# WORK REQUEST
Copy every line of the data exactly, leaving nothing out.

# Records excerpted from a collection

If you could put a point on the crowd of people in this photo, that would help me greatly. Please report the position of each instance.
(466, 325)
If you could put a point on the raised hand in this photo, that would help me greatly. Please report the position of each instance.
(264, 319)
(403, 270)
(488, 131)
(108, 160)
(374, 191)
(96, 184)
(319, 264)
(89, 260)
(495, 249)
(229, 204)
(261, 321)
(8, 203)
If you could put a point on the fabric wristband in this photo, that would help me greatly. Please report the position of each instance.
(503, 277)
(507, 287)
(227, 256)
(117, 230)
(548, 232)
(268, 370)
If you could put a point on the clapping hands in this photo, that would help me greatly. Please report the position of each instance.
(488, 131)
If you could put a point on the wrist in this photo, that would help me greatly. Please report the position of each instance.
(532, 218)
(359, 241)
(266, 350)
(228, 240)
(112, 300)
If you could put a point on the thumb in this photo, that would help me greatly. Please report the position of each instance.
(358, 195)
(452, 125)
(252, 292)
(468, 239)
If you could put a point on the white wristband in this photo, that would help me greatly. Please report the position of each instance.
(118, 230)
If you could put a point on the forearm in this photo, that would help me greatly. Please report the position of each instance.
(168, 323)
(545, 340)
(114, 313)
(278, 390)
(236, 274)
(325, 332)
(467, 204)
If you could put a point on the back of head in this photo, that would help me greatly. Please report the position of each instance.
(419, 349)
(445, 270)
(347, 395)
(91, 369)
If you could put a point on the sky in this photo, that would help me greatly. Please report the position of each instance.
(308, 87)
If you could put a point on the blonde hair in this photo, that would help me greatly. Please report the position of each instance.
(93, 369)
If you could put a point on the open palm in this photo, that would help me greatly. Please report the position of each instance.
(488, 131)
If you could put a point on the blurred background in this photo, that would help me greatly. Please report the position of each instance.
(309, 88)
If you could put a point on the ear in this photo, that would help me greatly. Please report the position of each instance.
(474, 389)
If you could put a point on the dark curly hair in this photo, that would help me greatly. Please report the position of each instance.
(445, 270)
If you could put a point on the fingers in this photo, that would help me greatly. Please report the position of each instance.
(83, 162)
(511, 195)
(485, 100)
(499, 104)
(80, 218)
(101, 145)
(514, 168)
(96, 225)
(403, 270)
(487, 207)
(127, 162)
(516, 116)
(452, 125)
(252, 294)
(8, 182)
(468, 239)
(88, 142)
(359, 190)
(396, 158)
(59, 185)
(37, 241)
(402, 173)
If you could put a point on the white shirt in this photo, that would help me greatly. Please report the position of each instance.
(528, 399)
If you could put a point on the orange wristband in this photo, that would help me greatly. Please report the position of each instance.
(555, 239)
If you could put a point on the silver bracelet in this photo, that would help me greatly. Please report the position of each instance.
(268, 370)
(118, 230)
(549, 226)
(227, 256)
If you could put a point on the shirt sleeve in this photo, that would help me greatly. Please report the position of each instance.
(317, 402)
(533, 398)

# YOUR SOLUTION
If you could put a point on the crowd of people in this photo, that would help me greatly. Please report the position of each instance.
(466, 325)
If you could put a point on the raised hand in this photo, that would help me greatly. Please report the position of each instance.
(264, 319)
(403, 270)
(488, 131)
(108, 160)
(374, 191)
(96, 184)
(319, 264)
(89, 260)
(495, 249)
(229, 204)
(261, 321)
(8, 203)
If you could put a point on the fabric wristband in this photo, that would help me greatly. Please report the position of each instance.
(503, 277)
(507, 287)
(227, 256)
(117, 230)
(548, 232)
(268, 370)
If you could put a point on the clapping hands in this photo, that would help me greatly. Please report the position of each instance.
(488, 131)
If you could put a point on the wrist in this photo, that would help me greatly. Please report the position of each instance.
(532, 218)
(359, 241)
(266, 350)
(228, 240)
(112, 300)
If you could put a point on the thumb in this photo, that would help me greatly. Please report the position of each instance.
(358, 195)
(452, 125)
(252, 292)
(468, 239)
If you could put a point on the white wristband in this photo, that would help me greatly. Please report the position of each instance.
(118, 230)
If you could put a point on the forearm in this photo, that would help me greatly. Please report the position of each instance.
(168, 323)
(545, 340)
(114, 313)
(278, 390)
(236, 274)
(325, 332)
(467, 204)
If you could put a point on the back of head in this photo, that would help me greatly. Please report the position of each instance.
(419, 349)
(445, 270)
(347, 395)
(91, 369)
If you could put a point on the sky in this photo, that would help me greatly. Please report the position of each instance.
(308, 87)
If you could put a point on the blonde hair in this photo, that would help me greatly. Please report the position of each instance.
(93, 369)
If you could put a point on the open palm in this photo, that would help me greatly. Please report the position of each instance.
(488, 131)
If you could put a point on the blurred background in this photo, that would help me greatly. Please report the position of each instance.
(309, 88)
If you could put a point on the ear in this photo, that would help me greatly. Please report the position of each instance.
(474, 389)
If you could put a point on the dark curly hair in this photo, that would help me greatly. Please report the position of each instance.
(445, 270)
If you could put a point on the fingers in this photo, that would help me greatly. Please report the position of each instance.
(83, 162)
(511, 195)
(485, 100)
(499, 104)
(80, 218)
(101, 145)
(514, 168)
(96, 225)
(403, 270)
(487, 207)
(127, 162)
(516, 116)
(452, 125)
(252, 294)
(8, 182)
(468, 239)
(88, 142)
(359, 190)
(396, 158)
(59, 185)
(37, 241)
(402, 173)
If you could put a point on the white shirt in this photo, that would help me greatly. Please report the position of each instance.
(528, 399)
If you could put a point on the orange wristband in this photo, that would help me greatly. Please report the position of each instance.
(555, 239)
If you could put a point on the silver bracelet in this photo, that would help me greatly. Please report the position of each instance.
(268, 370)
(118, 230)
(549, 226)
(227, 256)
If you could put a point on the shirt sleeve in this photo, that would help me greatly. Please report the position of each instance.
(317, 402)
(533, 398)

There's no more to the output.